_Work required_
From the data below, return the exact lines starting at the line containing "Query: white cable" and ending at the line containing "the tree, that", both included, and nothing else.

##### Input data

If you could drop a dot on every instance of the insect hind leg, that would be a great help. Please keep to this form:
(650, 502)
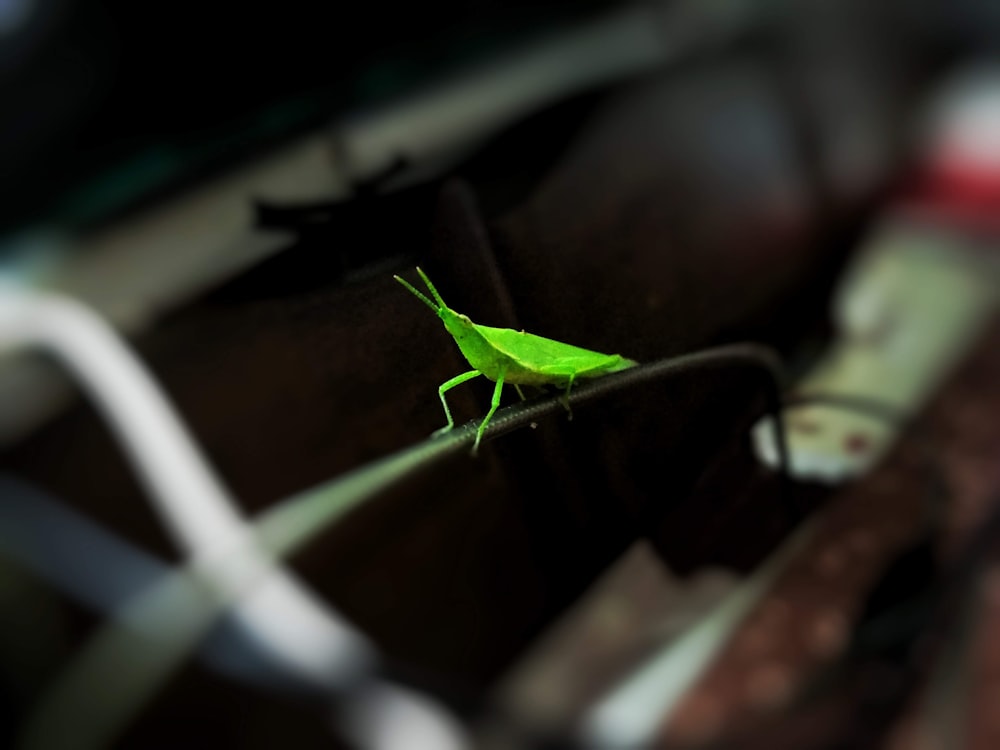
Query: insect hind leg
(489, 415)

##########
##### Input data

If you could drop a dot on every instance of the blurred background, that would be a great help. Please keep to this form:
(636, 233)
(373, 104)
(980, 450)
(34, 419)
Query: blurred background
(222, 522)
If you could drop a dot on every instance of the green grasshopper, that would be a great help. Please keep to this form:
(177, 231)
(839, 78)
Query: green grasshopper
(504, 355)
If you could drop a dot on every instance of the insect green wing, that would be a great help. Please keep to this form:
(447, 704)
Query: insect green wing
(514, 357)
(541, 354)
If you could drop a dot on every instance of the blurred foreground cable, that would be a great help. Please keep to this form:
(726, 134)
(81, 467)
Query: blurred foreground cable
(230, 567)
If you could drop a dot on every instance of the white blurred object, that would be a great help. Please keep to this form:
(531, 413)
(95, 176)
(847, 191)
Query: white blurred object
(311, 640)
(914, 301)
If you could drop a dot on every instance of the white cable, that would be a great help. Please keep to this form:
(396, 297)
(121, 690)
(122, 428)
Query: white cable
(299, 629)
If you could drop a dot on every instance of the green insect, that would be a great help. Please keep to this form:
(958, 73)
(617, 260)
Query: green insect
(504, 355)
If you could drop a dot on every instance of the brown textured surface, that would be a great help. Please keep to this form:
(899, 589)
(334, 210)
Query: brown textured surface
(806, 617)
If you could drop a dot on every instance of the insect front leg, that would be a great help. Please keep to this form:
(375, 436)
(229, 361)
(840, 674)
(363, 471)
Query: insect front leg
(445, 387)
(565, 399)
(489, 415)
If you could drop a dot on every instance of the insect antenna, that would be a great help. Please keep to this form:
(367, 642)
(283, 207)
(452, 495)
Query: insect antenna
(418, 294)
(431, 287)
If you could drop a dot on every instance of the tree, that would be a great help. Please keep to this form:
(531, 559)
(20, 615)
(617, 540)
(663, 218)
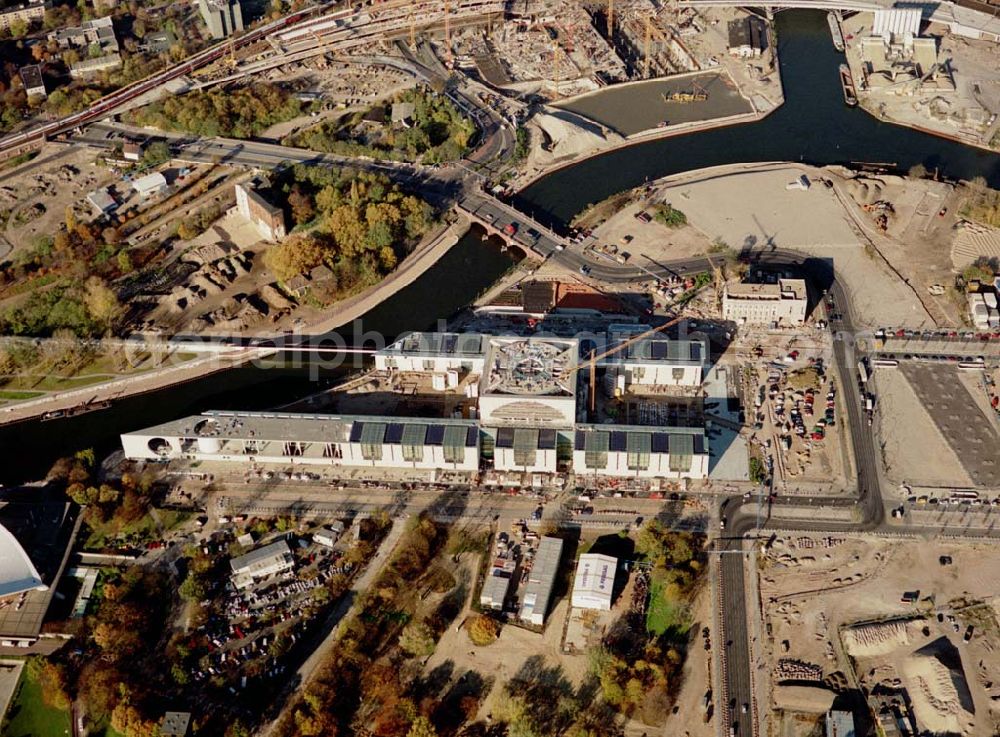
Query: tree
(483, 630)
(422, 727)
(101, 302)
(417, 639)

##########
##### Input data

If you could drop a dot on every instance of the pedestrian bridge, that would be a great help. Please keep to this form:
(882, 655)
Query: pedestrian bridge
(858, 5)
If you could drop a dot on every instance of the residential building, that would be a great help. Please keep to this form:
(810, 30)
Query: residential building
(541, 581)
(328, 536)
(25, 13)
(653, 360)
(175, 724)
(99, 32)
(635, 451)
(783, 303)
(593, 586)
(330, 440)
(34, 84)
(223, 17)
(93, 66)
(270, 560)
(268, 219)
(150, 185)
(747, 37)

##########

_Exercise output_
Query: white cable
(299, 629)
If you could drop a dot on every instance of the green insect, that would be a great help. Please keep to this form:
(958, 73)
(617, 260)
Query: green insect
(504, 355)
If you could drop a dot on every instance of the brown textured surface, that would be a great help. Please keep to this form:
(899, 589)
(334, 210)
Query: brown textured surface
(806, 617)
If you could drop a dot on every instance of the insect front leg, that would be a great help. Please keep to this form:
(375, 436)
(229, 361)
(840, 674)
(363, 471)
Query: insect front leg
(445, 387)
(565, 399)
(489, 415)
If you could drop a dot on every instance of the insect antenna, that would be a great help. Please keep to this form:
(367, 642)
(283, 207)
(452, 495)
Query: insect antenna
(418, 294)
(431, 287)
If you could drop a dot on every instance of the tree, that would be a great help. Please keep to this form:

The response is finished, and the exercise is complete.